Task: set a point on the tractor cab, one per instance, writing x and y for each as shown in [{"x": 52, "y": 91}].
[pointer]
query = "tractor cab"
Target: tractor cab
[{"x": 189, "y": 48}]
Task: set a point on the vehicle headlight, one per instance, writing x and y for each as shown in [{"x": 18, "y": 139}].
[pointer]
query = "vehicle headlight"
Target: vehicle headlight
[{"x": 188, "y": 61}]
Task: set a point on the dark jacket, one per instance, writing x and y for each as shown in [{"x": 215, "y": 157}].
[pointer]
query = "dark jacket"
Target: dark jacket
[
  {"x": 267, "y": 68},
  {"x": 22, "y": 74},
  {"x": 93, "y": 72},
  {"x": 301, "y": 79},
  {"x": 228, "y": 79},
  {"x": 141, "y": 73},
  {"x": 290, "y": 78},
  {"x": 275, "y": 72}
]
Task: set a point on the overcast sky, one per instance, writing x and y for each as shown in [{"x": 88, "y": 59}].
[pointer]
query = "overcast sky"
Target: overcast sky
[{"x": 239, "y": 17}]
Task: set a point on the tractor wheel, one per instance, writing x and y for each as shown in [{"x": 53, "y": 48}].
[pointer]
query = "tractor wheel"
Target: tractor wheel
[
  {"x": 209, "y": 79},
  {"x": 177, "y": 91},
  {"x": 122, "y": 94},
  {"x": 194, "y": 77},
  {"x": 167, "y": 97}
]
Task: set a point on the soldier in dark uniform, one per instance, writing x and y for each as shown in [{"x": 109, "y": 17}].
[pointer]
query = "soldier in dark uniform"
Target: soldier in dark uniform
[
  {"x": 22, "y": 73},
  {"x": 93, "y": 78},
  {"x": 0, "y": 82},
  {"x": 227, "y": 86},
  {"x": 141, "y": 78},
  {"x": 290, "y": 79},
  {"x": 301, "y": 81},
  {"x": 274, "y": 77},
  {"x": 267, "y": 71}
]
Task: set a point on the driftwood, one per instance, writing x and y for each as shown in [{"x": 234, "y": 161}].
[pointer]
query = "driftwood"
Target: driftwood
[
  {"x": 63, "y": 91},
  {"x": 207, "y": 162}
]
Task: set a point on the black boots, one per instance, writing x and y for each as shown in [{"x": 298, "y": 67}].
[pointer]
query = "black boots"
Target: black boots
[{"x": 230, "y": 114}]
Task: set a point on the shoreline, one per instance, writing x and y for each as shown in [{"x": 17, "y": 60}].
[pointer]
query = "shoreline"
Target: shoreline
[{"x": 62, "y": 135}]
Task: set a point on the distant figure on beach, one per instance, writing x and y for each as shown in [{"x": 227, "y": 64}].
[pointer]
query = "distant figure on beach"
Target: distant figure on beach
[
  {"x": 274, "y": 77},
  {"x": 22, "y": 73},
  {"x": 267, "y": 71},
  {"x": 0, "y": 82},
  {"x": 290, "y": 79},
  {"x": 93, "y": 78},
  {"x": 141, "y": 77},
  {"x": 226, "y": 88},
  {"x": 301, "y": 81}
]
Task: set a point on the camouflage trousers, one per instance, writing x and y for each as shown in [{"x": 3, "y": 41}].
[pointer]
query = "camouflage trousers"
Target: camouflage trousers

* [To do]
Look through the entries above; copy each line where the string "camouflage" appears.

* [Exercise solution]
Task: set a point on the camouflage trousers, one per instance, writing x and y for each as shown in [{"x": 3, "y": 41}].
query = "camouflage trousers"
Target: camouflage trousers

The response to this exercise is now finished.